* **Set task**
Copy out verbatim the data between the line holding "parking line present in the scene above." and the line holding "[318,173,331,192]", inclusive.

* **Raw records**
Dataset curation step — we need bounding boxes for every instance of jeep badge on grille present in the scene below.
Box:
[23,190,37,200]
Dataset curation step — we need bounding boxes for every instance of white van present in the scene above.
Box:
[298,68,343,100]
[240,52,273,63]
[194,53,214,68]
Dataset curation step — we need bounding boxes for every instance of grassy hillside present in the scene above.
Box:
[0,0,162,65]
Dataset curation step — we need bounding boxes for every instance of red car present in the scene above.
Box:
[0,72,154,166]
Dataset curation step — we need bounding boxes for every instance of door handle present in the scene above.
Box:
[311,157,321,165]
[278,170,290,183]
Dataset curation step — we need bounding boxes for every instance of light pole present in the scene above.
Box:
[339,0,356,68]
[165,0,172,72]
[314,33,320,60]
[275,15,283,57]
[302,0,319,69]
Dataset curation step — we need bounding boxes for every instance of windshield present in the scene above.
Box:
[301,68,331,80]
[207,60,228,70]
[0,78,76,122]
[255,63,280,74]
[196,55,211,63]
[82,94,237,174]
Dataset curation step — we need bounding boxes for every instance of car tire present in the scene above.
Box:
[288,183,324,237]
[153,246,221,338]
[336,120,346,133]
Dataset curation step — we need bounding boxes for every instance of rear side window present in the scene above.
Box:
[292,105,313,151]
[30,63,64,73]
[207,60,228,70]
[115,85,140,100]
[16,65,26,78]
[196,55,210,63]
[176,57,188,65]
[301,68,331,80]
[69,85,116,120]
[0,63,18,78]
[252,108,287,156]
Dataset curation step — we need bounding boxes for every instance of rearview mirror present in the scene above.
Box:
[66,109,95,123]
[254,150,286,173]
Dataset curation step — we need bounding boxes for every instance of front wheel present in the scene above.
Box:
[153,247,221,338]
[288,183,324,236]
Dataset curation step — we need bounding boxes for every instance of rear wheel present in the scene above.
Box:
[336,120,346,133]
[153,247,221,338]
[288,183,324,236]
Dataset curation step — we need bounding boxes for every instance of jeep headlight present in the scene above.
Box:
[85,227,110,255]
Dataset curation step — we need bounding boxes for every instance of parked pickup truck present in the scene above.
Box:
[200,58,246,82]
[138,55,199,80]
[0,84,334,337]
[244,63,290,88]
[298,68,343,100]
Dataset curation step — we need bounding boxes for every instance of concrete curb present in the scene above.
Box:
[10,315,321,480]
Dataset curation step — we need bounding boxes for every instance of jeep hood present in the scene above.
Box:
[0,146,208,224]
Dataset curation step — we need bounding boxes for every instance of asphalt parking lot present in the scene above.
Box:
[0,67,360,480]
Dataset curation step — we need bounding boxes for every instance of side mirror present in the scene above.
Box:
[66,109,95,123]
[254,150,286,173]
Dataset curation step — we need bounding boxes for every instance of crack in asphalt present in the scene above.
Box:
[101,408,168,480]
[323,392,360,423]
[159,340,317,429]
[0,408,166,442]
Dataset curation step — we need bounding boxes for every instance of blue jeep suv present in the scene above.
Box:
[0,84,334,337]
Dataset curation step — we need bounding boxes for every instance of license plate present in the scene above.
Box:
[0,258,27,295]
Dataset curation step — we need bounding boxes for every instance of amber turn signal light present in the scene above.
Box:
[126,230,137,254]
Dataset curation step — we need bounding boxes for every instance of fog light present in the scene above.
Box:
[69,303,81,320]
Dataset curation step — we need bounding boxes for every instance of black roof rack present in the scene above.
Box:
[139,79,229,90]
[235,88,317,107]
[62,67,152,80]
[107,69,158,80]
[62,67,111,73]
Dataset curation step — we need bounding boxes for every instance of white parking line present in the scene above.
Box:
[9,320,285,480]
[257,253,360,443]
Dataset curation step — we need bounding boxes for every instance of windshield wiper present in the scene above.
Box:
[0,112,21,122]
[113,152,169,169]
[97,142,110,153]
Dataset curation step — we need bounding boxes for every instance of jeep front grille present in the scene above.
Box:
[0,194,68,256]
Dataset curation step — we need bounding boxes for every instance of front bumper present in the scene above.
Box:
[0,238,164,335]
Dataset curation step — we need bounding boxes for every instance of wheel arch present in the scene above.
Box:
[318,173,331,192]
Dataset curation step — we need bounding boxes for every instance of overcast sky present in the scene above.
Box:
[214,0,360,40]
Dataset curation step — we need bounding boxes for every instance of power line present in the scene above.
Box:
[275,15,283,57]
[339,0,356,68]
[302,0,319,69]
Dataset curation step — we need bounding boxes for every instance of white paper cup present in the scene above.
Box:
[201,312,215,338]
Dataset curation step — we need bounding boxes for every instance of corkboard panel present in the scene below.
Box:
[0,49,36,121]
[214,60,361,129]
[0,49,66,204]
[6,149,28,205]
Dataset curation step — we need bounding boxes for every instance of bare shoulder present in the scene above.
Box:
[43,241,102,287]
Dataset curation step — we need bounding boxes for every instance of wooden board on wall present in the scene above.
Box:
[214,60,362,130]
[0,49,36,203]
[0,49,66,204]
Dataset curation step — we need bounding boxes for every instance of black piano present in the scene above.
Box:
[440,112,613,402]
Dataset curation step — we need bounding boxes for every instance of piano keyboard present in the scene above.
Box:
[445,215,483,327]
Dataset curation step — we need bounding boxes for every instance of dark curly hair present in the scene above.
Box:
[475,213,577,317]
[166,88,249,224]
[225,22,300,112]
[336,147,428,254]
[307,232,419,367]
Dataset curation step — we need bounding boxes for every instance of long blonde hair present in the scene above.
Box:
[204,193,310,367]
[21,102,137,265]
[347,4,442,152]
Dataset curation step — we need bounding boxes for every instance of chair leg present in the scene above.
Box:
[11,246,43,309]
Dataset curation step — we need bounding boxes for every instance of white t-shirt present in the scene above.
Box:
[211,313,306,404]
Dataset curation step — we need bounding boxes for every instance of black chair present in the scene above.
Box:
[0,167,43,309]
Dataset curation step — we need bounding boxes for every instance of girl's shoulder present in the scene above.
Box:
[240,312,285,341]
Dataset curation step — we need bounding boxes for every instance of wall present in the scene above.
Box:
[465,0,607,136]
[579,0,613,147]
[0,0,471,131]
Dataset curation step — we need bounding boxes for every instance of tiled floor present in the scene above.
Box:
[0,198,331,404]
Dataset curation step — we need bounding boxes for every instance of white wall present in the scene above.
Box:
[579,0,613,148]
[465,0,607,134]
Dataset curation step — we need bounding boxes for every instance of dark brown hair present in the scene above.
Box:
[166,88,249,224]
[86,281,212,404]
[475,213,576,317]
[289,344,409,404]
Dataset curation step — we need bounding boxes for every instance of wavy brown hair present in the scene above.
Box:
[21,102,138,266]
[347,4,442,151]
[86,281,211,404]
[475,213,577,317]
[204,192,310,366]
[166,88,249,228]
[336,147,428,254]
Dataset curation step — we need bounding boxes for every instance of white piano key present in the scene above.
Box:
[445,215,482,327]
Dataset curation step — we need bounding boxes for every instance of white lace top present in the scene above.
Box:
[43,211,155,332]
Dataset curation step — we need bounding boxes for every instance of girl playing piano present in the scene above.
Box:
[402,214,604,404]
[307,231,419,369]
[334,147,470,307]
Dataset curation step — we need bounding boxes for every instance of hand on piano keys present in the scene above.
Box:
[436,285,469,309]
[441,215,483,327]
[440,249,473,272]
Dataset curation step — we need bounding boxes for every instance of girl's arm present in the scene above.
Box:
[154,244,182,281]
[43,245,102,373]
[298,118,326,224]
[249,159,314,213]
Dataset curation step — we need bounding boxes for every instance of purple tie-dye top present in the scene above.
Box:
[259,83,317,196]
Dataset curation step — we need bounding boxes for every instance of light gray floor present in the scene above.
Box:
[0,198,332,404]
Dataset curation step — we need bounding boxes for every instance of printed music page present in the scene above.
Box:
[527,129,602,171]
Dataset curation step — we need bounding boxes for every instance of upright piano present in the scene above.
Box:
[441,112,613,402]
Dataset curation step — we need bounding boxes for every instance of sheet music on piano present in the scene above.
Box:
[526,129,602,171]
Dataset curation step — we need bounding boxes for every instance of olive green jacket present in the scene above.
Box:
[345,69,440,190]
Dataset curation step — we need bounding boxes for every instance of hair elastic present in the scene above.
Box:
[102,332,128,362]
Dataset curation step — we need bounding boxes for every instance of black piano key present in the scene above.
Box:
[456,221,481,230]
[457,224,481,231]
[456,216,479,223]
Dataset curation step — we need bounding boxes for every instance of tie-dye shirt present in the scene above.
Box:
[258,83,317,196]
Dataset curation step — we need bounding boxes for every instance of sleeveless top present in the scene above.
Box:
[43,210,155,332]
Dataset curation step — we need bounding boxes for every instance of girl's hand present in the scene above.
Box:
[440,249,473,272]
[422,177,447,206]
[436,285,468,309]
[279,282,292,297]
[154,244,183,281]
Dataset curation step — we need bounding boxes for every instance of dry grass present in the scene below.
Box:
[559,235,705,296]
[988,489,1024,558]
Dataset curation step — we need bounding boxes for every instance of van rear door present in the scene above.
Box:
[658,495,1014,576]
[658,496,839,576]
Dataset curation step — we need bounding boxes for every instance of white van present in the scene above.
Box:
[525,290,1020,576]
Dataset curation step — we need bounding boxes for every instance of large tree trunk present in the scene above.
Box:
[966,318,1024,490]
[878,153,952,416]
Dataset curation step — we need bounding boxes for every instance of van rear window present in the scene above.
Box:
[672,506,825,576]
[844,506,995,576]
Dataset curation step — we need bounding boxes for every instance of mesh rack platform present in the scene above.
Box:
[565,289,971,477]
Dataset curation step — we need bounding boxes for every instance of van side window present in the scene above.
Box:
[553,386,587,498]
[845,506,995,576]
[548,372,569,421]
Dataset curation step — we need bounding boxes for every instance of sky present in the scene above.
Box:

* **Response below**
Dataset curation step — we need bounding boxes for every instance of white parking line present in the scene above.
Box:
[9,320,285,480]
[257,253,360,443]
Dataset curation step — we need bounding boxes for every instance of windshield wiper present in the scene above.
Box:
[0,112,21,122]
[113,152,169,169]
[97,142,110,153]
Dataset curation step — we need bounding boxes for every instance of jeep front grille present in the scene above.
Box:
[0,194,68,256]
Dataset curation step — we need bounding boxes for every instance of front bumper present in the scene above.
Box:
[0,238,164,335]
Dataset curation step — we need bounding boxes for every instance of wheel arch present in the scene above.
Box:
[318,173,331,192]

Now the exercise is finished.